- [Goal of the exercise] In the text on body burden, how are xenobiotics defined?

-- Excerpted text follows --

The Body's Burden
Toxicologists refer to the levels of xenobiotics (chemicals foreign to our metabolic pathways) in organs as “body burden”. It’s an interesting choice of words, when considering the meaning of burden as “that which is borne with difficulty”. The term has taken on considerable emotional significance for many people, with the growing awareness that we all are carrying around in our bodies the levels of a long list of chemical substances.
The Inside Bay Area (Oakland Tribune online) recently published a story of a family who volunteered for blood and urine sampling to analyze what’s in their body burdens. You hear the family’s concern now that they know what their exposures are, but don’t know the significance for their health, or what should be done about them, if anything. The paper presents the usual speculations about autism, asthma and infertility, which I have to set aside for the moment, and stick with what’s provable about these kinds of results: the nature and significance of health effects, if any, associated with the body burden is not known.
This is our "body burden" our chemical legacy, picked up from our possessions, passed to our children and sown across the environment. It's the result, scientists say, of 50 years of increasing reliance on synthetic chemicals for every facet of our daily lives.

-- Excerpted text concluded --
-- Material provided follows --

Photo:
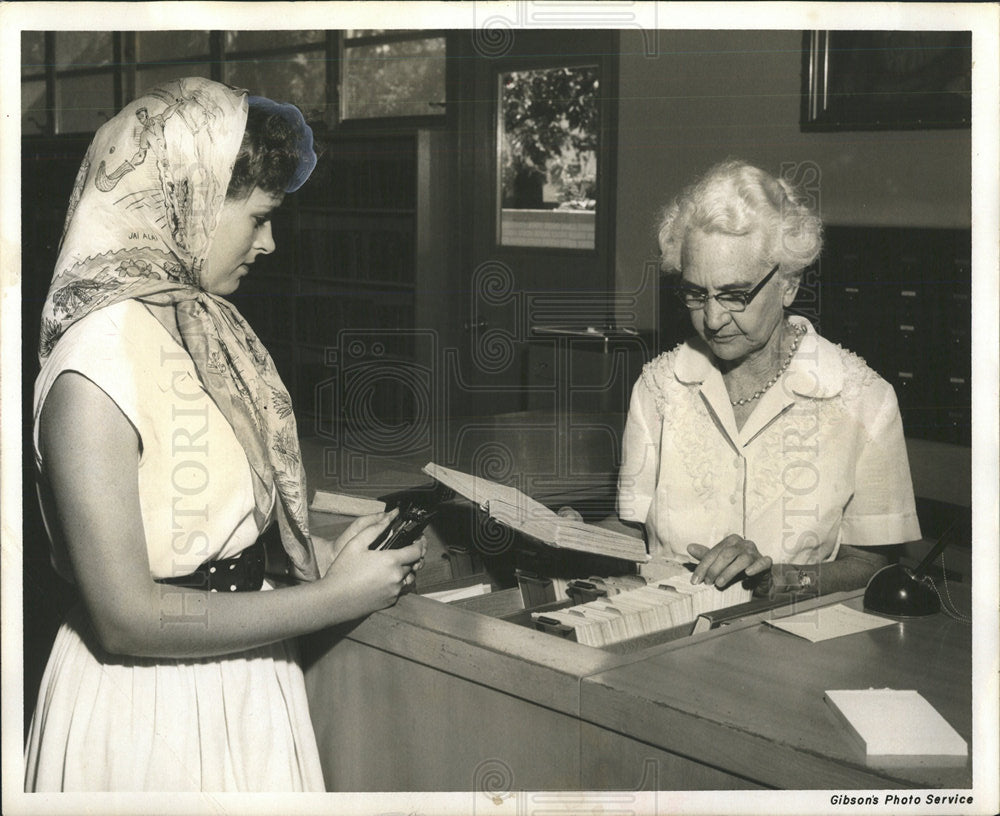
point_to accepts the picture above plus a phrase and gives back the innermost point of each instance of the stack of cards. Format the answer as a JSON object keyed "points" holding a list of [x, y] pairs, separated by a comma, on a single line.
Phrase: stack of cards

-- Material provided concluded --

- [Response to this exercise] Chemicals foreign to our metabolic pathways.